Excerpts from location labeling data
▼▼▼

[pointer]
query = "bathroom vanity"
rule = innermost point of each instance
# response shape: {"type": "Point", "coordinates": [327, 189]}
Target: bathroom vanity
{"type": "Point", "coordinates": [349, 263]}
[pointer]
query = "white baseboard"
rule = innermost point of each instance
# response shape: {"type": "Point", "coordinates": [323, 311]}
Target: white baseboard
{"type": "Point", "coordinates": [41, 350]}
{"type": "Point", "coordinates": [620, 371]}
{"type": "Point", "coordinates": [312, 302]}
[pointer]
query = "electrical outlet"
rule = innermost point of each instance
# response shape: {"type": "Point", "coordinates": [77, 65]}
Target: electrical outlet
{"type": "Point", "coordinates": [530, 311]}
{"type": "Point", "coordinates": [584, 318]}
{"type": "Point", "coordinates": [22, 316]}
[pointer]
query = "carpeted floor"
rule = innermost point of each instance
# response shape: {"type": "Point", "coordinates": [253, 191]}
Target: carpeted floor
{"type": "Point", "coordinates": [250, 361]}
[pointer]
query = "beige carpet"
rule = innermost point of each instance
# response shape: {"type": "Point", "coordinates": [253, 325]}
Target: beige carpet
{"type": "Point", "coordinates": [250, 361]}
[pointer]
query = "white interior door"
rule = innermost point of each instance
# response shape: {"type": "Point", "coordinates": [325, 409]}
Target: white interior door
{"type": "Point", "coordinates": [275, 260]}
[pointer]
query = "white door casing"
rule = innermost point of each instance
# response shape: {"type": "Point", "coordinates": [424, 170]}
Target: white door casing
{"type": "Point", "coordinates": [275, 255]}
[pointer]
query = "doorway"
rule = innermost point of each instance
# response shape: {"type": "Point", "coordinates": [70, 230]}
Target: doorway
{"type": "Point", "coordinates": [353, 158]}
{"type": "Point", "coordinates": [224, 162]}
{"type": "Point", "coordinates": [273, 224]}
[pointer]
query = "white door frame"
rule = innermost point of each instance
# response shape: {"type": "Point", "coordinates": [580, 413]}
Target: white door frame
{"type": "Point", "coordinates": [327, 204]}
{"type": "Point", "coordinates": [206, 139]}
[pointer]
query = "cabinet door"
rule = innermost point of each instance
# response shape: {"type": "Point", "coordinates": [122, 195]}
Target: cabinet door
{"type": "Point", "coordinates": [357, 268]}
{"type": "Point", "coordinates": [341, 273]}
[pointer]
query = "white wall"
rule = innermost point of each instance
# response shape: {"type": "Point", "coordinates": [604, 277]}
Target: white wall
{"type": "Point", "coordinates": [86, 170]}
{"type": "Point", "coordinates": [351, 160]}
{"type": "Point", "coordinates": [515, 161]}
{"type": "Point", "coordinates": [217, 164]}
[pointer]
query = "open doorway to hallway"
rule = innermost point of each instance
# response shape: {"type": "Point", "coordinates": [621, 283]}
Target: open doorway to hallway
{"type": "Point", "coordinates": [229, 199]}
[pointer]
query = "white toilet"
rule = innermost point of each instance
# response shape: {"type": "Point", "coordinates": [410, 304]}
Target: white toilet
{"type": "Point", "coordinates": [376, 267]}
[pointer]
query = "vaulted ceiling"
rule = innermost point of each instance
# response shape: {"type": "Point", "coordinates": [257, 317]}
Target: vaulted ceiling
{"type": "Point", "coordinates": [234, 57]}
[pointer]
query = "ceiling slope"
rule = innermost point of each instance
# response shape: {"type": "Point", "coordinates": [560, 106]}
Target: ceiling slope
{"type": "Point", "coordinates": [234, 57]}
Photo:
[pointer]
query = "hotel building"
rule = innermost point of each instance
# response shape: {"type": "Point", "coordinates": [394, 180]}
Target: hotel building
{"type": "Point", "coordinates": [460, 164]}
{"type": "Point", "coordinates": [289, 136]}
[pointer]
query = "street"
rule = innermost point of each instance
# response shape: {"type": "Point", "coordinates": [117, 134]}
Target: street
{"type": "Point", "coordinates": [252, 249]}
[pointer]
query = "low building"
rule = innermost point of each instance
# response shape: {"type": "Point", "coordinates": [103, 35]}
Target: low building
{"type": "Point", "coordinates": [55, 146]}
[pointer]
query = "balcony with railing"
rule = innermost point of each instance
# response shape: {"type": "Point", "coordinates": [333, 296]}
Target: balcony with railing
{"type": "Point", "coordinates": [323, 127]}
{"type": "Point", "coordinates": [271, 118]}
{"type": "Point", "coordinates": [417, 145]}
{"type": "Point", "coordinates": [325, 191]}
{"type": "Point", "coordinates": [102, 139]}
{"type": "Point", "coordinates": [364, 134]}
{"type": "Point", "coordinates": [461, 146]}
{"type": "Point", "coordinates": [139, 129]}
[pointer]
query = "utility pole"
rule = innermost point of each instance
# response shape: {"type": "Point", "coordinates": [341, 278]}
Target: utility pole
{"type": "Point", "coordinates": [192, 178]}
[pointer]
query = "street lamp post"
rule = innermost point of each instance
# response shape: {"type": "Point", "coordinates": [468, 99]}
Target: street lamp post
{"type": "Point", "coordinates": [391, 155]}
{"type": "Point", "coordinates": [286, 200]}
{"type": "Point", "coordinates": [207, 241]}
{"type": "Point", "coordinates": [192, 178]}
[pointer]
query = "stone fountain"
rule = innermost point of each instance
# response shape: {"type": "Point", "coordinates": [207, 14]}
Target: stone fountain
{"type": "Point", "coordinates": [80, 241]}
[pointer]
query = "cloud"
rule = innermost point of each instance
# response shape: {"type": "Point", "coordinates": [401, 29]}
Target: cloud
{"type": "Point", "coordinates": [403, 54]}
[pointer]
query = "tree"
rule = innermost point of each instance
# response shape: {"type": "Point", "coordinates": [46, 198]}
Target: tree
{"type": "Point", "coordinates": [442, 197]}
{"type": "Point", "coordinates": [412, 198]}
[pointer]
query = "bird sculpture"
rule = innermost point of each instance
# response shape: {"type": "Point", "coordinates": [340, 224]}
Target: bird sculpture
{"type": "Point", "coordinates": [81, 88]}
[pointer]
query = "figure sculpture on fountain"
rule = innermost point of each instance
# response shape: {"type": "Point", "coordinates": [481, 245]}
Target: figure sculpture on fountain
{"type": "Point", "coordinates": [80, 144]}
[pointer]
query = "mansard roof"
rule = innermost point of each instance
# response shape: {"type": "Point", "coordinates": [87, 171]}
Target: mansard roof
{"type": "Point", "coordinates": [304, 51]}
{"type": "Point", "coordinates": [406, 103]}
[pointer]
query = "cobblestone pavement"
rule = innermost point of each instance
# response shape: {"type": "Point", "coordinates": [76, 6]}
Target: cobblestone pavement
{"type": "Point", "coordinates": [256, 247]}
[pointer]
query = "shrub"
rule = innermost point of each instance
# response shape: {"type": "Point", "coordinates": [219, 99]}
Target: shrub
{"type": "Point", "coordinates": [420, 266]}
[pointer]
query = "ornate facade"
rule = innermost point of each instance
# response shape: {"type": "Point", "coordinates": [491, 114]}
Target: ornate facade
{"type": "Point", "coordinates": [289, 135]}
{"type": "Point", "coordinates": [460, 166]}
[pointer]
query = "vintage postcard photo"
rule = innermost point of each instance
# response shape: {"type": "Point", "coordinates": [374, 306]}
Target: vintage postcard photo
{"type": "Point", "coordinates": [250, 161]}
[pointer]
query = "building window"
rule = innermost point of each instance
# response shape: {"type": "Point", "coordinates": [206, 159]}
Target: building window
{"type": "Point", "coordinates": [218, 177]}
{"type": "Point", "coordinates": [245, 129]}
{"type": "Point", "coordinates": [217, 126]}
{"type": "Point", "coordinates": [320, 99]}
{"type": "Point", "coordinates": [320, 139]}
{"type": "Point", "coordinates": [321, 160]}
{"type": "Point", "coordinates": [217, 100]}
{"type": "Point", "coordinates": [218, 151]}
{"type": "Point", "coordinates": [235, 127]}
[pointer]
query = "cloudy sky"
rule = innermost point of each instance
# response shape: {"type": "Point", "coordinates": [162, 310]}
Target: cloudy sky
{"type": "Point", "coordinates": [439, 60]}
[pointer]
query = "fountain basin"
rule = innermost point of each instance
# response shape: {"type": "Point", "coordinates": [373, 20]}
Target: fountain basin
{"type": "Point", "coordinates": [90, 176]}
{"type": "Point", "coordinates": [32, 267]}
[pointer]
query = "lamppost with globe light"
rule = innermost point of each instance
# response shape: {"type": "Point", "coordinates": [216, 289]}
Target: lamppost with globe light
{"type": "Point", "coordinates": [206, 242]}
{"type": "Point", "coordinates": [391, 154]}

▲▲▲
▼▼▼

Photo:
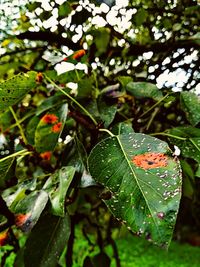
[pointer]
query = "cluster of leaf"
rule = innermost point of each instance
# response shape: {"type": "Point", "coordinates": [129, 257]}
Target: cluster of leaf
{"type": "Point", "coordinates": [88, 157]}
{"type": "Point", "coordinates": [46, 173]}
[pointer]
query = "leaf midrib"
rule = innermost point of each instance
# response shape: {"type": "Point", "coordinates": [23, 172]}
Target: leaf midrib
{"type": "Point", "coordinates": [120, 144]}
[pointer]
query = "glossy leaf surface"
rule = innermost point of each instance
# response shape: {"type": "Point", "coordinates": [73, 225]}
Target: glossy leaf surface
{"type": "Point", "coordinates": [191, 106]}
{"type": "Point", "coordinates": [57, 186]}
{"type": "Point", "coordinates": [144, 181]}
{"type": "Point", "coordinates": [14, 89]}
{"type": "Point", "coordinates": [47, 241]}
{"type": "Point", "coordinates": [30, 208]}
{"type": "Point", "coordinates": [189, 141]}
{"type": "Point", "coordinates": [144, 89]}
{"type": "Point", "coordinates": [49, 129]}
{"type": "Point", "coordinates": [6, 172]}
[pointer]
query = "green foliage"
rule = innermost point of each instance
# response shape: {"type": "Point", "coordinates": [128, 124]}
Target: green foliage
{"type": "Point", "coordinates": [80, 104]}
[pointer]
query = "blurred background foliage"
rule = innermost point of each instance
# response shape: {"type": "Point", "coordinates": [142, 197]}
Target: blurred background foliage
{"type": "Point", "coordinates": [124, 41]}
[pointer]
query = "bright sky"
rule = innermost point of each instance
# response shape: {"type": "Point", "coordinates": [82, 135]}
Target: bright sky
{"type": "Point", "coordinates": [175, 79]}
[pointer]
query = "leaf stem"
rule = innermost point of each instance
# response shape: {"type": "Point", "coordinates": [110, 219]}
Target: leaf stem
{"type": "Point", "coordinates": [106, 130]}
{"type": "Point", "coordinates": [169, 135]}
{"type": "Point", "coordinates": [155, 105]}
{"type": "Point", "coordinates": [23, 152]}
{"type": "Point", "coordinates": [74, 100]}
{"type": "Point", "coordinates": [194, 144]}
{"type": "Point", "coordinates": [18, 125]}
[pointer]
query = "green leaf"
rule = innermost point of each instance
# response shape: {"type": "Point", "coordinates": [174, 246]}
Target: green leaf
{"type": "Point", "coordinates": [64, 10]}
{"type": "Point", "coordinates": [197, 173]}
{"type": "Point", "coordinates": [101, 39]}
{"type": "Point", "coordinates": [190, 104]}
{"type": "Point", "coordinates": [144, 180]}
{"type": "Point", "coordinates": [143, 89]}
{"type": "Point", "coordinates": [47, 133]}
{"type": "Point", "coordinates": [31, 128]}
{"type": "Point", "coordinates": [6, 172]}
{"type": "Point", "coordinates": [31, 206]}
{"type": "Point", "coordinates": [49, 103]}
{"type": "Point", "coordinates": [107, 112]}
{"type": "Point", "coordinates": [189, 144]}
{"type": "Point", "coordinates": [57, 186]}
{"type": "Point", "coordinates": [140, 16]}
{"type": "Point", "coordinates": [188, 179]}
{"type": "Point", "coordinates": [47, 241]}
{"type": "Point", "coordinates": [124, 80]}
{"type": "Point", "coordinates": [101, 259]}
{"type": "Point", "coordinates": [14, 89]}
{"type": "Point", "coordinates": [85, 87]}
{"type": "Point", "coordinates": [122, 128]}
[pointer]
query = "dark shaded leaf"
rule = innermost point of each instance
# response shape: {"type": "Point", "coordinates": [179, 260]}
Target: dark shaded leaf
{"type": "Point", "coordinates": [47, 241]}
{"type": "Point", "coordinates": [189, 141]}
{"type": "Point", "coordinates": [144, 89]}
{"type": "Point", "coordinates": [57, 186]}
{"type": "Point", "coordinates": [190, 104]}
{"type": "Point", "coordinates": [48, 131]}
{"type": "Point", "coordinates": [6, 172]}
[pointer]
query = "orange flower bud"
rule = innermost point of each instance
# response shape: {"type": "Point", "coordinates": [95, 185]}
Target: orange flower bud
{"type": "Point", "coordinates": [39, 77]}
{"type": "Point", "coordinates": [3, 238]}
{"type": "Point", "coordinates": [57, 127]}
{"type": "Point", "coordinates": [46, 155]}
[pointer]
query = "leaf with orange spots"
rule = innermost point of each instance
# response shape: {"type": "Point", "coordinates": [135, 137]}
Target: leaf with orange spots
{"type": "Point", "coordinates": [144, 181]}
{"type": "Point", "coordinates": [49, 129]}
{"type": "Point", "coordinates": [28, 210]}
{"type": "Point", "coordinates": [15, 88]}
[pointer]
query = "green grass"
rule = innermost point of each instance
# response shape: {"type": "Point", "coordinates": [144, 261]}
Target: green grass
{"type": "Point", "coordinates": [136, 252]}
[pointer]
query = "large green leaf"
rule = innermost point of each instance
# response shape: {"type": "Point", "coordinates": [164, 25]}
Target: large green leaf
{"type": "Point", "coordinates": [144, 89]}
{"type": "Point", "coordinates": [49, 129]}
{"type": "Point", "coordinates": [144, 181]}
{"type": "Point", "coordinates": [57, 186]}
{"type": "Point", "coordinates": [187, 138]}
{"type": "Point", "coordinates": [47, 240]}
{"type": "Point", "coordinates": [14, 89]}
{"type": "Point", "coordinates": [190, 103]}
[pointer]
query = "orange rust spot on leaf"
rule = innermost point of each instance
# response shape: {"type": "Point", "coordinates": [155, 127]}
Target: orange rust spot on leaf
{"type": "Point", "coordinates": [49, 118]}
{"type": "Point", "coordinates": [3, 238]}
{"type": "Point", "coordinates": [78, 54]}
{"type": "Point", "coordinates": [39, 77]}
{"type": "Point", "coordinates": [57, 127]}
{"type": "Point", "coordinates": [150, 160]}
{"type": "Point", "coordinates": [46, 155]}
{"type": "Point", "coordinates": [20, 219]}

▲▲▲
▼▼▼

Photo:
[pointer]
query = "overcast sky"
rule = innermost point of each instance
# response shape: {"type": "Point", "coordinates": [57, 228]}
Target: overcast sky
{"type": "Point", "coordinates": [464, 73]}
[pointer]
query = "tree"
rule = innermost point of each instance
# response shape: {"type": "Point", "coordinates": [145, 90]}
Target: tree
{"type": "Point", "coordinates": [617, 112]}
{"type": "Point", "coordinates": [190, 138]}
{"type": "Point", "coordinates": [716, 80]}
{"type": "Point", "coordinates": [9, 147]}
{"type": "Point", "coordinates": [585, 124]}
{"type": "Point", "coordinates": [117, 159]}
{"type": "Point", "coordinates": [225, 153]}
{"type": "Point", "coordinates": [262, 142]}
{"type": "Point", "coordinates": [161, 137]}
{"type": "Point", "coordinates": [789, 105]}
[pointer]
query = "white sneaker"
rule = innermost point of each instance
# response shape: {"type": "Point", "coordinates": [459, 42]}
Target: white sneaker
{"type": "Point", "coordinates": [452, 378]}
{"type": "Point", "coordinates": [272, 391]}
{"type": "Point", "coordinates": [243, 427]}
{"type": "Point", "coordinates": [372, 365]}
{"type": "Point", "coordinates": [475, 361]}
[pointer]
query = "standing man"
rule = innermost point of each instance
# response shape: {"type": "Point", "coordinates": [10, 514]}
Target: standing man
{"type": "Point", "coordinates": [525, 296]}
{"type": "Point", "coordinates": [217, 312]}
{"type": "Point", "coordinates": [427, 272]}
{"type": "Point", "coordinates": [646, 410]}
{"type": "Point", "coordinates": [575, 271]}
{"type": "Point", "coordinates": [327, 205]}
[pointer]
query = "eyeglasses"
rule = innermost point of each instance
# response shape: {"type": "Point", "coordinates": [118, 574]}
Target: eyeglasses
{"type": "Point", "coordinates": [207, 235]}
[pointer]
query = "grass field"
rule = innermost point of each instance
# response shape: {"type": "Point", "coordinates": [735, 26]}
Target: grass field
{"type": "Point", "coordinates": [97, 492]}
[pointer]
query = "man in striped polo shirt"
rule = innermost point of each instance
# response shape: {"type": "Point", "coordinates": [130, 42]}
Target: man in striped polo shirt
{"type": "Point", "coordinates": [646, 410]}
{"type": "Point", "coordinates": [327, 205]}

▲▲▲

* TASK OBJECTIVE: Show every line of the listing that contains the word "striped".

* ANSWER TO THE EXERCISE:
query = "man in striped polo shirt"
Target: man in striped polo shirt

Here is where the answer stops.